• What to do:
1 – Translate this sentence from the passage on winner-take-all markets into Spanish: In this book, two distinguished economists draw attention to an important and disturbing new trend that has dramatically transformed our economy in the last two decades: the spread of "winner-take-all" markets, where more and more people compete for ever fewer and bigger prizes.
2 – Carry the passage on winner-take-all markets forward from its last sentence.

• Reading passage:

--------------------------------

In this book, two distinguished economists draw attention to an important and disturbing new trend that has dramatically transformed our economy in the last two decades: the spread of "winner-take-all" markets, where more and more people compete for ever fewer and bigger prizes.

Such markets, where tiny differences in performance translate into huge differences in reward, have long been the hallmark of the performing arts and professional sports, where increasingly sophisticated recording technologies and the global reach of television have enabled millions to listen to and watch only "star" artists and athletes, leaving nothing for the also-rans.

--------------------------------

(Data excerpts)
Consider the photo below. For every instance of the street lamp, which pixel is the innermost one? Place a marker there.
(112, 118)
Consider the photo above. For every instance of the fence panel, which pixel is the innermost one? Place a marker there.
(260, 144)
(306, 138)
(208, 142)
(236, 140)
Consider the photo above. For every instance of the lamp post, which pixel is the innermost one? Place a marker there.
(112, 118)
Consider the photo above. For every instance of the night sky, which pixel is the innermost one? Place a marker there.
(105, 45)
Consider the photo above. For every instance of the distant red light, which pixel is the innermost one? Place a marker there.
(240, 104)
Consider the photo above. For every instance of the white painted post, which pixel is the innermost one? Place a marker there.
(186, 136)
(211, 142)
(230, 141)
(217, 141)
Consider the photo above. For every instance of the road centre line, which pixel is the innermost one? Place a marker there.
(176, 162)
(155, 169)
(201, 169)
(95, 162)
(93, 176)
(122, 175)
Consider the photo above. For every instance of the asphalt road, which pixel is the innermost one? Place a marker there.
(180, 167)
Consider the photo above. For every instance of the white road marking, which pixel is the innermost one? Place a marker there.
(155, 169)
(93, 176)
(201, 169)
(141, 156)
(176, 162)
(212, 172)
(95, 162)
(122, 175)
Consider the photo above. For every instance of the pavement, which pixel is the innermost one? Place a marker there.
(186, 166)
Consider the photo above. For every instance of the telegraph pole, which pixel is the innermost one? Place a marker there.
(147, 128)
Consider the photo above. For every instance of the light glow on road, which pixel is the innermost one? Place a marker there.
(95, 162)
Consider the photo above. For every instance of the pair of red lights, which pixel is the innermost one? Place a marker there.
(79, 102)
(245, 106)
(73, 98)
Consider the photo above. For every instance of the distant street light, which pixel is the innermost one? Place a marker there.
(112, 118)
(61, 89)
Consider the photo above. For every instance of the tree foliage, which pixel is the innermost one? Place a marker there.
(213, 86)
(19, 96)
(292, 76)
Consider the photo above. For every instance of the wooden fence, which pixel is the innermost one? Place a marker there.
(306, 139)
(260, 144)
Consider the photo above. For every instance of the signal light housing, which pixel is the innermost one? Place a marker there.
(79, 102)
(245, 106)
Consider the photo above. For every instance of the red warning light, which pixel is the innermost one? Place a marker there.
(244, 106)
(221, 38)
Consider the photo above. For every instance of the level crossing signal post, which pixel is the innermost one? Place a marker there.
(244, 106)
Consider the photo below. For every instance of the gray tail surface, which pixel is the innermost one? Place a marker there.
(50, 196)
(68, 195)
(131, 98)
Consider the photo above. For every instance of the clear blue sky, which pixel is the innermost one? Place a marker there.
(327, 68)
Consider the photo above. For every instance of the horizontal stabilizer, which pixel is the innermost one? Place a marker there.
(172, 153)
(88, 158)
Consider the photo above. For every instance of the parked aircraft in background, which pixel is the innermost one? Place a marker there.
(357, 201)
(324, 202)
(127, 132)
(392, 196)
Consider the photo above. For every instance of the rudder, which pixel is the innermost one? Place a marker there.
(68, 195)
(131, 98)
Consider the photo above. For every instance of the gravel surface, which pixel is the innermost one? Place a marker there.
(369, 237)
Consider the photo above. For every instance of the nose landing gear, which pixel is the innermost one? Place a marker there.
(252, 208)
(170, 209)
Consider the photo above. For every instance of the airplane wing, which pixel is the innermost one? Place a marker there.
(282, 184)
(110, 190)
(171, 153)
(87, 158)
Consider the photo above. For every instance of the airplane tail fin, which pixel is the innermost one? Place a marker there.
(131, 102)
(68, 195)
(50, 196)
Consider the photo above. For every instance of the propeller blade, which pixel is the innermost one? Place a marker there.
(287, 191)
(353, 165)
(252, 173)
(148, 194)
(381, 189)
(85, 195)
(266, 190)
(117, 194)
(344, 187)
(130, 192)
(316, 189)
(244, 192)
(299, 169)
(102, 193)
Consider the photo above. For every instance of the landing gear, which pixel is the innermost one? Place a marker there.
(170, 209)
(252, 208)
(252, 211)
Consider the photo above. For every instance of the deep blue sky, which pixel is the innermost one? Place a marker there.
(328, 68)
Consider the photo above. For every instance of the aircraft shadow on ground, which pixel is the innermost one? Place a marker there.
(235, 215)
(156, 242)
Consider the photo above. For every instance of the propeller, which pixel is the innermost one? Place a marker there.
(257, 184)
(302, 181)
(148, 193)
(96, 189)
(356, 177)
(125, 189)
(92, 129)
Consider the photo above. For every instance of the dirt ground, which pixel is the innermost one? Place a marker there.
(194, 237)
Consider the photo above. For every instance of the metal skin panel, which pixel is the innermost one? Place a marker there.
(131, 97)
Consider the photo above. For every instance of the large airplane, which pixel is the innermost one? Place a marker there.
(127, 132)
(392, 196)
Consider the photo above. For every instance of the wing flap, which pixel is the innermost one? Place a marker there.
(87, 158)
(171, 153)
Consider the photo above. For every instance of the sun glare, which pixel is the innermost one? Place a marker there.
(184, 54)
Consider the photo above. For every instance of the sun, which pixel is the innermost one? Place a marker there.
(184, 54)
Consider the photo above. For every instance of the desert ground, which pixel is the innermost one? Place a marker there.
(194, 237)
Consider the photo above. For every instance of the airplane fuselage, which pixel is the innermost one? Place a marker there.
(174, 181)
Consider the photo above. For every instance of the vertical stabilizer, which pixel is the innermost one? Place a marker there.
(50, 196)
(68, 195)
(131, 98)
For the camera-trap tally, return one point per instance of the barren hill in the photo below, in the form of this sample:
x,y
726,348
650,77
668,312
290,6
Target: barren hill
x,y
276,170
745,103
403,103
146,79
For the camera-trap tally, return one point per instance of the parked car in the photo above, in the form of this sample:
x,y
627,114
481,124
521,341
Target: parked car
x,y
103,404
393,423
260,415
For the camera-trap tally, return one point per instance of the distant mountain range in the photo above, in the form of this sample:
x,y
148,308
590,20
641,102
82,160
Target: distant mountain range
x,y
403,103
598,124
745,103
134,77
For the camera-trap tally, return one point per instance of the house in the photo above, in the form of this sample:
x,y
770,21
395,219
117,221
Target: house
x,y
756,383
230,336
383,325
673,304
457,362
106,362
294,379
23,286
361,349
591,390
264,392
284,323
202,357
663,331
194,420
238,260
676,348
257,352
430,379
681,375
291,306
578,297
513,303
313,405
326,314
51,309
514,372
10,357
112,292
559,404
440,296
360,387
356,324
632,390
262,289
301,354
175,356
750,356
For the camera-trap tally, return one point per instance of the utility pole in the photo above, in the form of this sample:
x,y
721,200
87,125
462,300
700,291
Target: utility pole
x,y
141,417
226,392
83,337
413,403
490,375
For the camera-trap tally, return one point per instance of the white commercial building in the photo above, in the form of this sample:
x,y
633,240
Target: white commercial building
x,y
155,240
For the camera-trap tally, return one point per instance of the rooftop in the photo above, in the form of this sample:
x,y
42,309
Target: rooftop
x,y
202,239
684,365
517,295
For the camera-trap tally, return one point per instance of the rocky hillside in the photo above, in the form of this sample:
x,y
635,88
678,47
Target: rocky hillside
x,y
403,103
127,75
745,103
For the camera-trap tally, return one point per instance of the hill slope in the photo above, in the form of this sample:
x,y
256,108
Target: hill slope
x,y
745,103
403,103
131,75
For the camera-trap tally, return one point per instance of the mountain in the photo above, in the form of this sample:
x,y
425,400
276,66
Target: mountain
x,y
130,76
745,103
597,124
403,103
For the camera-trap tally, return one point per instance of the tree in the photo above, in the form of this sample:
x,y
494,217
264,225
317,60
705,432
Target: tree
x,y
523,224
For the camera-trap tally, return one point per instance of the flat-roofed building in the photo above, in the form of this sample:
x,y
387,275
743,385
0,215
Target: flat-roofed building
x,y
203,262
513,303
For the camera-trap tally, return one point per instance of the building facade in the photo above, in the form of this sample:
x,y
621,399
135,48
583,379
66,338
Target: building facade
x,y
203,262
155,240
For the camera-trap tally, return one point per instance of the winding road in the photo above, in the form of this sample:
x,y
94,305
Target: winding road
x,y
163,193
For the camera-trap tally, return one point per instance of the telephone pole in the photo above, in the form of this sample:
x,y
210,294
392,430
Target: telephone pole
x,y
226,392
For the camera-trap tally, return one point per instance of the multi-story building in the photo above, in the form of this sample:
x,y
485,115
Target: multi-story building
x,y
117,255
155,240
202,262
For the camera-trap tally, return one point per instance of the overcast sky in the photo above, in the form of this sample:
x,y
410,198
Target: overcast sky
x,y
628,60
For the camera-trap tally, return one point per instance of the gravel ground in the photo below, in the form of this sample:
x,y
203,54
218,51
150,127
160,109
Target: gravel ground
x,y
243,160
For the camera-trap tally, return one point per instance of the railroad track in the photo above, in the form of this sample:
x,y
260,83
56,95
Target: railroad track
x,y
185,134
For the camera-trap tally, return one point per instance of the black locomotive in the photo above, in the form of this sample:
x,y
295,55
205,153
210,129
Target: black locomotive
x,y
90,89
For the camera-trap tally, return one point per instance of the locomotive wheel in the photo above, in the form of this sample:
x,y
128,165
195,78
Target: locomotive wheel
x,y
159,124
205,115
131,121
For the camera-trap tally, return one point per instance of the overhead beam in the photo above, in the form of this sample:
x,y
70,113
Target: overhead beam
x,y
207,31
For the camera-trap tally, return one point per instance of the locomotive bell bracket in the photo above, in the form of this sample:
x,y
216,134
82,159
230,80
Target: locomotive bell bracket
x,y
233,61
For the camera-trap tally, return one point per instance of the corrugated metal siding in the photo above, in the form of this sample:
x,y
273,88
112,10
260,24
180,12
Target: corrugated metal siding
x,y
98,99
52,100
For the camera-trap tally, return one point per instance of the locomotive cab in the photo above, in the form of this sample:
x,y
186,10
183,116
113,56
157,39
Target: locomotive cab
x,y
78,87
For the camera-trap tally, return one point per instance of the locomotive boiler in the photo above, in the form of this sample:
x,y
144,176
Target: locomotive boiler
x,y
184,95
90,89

--------------------------------

• Answers for the tasks:
1 – En este libro, dos destacados economistas llaman la atención sobre una nueva tendencia importante e inquietante que ha transformado drásticamente nuestra economía en las dos últimas décadas: la expansión de los mercados en los que «el ganador se lo lleva todo», donde cada vez más personas compiten por premios cada vez menos numerosos y más grandes.

2 –
In recent years, however, winner-take-all markets have reached into virtually every part of the nation's economic life, spreading into such businesses as fashion, investment banking, and media; into professions like law and medicine; into higher education; and, increasingly, into management itself. While not for a moment denying that consumers have sometimes benefited - nobody has to listen to a second-rate soprano when virtually everyone can afford recordings of first-rate singers - Frank and Cook argue persuasively that, on balance, the result has been disastrous. They show how winner-take-all markets have dramatically widened the gap between rich and poor by concentrating all rewards among just a small handful of winners, and how they have lured some of our most talented individuals into socially unproductive and sometimes even destructive pursuits.

Finally, in their relentless stress on winners - the bestselling novel, the blockbuster film, and so on - winner-take-all markets have diluted our culture in ways that many people find deeply disturbing.